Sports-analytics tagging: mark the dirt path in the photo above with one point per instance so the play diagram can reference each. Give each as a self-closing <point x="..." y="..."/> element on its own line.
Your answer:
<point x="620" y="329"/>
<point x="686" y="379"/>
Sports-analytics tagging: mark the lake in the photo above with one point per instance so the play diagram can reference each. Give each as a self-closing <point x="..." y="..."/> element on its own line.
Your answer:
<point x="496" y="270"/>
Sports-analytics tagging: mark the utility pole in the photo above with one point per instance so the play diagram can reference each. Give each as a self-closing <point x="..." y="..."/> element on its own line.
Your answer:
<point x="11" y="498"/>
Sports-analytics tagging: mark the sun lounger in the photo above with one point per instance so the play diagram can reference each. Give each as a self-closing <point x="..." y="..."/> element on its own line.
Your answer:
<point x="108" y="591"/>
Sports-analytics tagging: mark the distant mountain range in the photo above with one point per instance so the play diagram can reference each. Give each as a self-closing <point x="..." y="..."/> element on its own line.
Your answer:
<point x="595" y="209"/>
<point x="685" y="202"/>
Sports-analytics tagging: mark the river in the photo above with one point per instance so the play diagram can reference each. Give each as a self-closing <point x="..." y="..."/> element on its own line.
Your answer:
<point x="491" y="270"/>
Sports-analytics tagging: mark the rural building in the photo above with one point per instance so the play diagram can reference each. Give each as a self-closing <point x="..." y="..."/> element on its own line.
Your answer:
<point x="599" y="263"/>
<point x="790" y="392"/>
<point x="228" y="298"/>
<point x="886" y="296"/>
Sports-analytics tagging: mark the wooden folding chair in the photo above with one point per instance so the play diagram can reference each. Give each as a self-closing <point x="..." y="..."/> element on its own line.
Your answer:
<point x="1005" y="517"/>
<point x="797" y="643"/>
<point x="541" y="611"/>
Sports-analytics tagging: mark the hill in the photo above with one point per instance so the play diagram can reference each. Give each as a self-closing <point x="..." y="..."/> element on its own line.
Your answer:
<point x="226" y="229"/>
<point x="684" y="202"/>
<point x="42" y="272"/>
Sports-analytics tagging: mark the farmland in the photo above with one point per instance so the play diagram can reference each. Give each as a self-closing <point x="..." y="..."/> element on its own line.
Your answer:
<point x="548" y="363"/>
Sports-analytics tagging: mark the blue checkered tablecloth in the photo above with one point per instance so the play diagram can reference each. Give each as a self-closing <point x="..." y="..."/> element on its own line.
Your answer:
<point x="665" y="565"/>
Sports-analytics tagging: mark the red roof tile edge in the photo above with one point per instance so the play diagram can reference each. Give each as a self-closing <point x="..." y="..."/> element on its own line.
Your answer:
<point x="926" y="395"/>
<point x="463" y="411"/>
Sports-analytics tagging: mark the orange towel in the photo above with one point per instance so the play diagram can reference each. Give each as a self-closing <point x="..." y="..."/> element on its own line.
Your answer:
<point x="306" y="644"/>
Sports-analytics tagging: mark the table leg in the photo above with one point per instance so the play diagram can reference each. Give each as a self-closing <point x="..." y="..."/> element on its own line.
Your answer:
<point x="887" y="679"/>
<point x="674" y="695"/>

#####

Starting at the line that contains "Sports-analytics tagging: mark the river" and stopping after the line that contains "Sports-analytics tagging: mark the rural", write out every line exactly as it appears above, and no other line.

Sports-analytics tagging: mark the river in the photo above with one point per instance so the play diagram can reference each. Give each as a self-closing <point x="..." y="..."/> element on its own line.
Your answer:
<point x="491" y="270"/>
Sports-analytics tagging: mark the rural building in the photo above with one point per instance so the play diagram can reference each. Give each as a self-closing <point x="..." y="..."/> element on its own line.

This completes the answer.